Items stored from a collection
- - - - - - -

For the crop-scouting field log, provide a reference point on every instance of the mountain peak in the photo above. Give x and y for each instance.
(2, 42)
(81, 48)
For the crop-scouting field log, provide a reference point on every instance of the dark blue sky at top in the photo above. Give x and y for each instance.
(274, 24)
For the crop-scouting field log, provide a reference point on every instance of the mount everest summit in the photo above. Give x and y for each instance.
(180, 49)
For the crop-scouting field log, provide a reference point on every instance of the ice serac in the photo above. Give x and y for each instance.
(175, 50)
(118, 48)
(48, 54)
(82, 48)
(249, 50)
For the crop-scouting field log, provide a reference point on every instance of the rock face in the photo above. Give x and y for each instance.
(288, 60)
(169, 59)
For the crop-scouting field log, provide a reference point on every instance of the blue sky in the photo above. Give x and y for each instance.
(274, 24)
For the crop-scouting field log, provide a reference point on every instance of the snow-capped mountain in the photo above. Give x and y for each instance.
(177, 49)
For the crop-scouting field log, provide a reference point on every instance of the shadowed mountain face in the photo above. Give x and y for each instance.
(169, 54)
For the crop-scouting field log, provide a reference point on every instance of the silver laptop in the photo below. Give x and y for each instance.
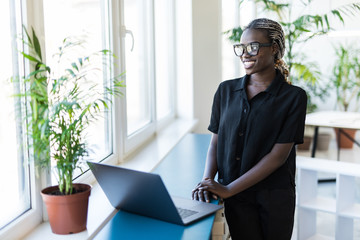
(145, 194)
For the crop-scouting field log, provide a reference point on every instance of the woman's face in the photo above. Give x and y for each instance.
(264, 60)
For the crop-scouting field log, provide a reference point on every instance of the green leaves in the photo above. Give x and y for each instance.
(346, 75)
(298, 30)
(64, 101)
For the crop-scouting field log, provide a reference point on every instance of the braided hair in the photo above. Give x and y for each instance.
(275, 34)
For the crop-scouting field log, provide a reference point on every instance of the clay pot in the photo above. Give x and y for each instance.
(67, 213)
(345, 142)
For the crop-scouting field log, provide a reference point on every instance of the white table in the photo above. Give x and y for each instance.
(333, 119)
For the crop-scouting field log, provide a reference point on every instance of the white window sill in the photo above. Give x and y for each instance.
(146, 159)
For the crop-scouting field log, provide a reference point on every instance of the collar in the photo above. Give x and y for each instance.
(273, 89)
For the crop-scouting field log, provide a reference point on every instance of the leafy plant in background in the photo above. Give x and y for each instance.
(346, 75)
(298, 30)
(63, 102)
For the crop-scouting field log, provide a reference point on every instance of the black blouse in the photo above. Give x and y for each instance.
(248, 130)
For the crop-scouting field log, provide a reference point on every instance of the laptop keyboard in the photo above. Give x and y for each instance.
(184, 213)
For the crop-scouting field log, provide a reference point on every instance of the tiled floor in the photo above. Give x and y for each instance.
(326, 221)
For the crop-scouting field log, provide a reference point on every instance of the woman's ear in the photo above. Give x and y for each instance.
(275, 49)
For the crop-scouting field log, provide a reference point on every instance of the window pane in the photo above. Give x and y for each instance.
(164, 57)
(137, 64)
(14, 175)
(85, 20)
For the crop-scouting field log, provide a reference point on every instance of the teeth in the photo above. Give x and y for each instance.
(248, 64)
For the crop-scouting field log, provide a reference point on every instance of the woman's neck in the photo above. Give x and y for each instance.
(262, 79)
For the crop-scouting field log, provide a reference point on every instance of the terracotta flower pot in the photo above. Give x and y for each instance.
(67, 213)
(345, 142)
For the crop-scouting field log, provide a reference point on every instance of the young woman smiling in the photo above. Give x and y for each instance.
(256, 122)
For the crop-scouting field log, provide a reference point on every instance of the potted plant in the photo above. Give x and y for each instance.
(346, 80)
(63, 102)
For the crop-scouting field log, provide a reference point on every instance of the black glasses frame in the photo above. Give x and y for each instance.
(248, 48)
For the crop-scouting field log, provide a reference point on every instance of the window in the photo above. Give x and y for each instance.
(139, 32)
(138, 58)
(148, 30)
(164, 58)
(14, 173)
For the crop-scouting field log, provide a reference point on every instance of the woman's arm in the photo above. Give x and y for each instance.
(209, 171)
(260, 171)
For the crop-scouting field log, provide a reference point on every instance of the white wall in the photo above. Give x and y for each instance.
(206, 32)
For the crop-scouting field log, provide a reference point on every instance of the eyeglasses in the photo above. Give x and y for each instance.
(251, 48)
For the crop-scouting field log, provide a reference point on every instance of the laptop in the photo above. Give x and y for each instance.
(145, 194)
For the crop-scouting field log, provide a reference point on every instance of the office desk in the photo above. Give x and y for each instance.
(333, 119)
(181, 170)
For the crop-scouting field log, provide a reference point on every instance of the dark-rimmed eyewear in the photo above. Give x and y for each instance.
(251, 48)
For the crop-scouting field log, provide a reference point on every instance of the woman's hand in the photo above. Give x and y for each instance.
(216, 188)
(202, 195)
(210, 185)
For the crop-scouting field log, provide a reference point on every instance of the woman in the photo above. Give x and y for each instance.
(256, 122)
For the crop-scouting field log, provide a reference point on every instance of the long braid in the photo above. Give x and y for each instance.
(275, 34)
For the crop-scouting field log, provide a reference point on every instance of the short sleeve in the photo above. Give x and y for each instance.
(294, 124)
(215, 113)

- - - - - - -

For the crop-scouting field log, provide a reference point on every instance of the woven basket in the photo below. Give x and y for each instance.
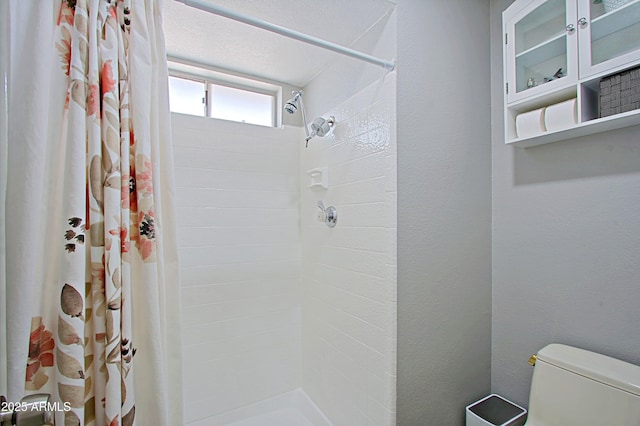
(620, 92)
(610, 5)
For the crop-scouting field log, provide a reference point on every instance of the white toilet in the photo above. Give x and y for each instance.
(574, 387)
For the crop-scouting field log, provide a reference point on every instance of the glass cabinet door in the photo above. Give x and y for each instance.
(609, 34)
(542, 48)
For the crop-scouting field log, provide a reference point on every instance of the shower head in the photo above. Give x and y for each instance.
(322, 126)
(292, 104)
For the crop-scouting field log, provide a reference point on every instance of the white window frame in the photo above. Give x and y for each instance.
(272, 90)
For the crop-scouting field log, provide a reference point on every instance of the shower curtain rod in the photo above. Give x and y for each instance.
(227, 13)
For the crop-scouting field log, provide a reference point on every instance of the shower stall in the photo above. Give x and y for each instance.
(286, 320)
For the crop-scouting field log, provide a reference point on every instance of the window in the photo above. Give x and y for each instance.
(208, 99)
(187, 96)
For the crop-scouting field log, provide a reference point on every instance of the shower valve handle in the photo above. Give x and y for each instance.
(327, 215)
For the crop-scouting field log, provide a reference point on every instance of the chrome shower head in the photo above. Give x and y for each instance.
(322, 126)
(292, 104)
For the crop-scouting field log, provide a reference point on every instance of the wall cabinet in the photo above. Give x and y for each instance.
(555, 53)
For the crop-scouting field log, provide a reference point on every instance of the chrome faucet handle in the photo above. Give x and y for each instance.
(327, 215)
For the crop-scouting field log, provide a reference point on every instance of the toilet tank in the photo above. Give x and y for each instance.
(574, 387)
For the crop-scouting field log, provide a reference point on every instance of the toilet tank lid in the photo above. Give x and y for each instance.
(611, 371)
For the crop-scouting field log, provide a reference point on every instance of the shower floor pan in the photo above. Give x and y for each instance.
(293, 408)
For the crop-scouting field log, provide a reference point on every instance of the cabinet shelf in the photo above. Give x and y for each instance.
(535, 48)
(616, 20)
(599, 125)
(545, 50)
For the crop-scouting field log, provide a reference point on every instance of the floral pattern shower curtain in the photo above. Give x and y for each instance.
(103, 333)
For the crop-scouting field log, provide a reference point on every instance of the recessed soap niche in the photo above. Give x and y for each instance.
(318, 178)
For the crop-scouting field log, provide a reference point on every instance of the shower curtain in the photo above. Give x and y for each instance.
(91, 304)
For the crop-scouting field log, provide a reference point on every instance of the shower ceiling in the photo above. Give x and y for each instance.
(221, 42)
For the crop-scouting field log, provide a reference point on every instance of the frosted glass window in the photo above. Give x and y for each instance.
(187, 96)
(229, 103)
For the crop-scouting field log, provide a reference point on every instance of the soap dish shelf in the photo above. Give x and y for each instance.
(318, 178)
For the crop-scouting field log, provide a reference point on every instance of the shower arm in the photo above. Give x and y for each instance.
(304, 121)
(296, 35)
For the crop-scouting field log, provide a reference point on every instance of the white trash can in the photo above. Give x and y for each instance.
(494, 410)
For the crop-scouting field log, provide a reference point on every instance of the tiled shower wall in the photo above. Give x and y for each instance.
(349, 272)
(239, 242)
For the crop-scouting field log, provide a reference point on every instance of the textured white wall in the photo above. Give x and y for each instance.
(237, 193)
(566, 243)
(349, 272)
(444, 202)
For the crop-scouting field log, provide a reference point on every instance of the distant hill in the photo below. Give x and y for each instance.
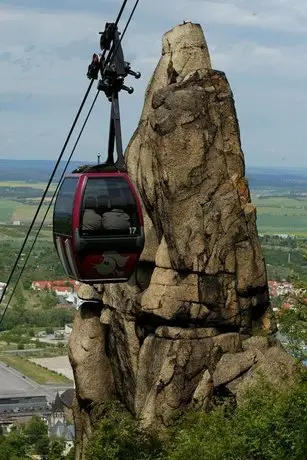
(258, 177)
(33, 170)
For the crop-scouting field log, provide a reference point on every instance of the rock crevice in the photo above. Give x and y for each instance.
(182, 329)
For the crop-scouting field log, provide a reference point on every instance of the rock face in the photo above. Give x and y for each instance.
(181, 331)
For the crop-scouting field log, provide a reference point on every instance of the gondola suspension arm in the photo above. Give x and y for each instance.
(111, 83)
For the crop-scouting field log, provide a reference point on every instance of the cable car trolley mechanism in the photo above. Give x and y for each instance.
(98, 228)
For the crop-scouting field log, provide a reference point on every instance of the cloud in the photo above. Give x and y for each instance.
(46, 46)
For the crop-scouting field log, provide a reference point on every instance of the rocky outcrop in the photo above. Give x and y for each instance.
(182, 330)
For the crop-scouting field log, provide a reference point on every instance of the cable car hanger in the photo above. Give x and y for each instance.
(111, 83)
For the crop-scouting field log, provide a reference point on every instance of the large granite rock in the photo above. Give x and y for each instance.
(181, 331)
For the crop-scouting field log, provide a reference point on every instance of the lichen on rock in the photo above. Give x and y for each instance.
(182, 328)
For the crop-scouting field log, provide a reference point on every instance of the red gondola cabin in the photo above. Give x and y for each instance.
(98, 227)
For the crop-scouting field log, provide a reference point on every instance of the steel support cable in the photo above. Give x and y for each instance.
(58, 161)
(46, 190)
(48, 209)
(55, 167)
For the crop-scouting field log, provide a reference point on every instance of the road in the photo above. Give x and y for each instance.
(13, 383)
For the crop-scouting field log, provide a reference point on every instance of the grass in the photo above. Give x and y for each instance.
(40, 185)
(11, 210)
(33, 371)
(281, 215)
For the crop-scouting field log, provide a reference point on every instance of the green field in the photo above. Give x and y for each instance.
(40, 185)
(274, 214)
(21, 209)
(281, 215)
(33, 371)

- - - - - - -

▸ **Exercise**
List every line from the entries above that contains the word "handle". Treat uppercase and lowercase as different.

▸ **Expected output**
For the crop-scouting field log, provide a reference point on every instance of the shower valve handle in the photo above. Give x and y for each instance.
For the crop-scouting field log, provide a reference point on every instance of the chrome faucet handle in the photo above. Give x and y for each instance.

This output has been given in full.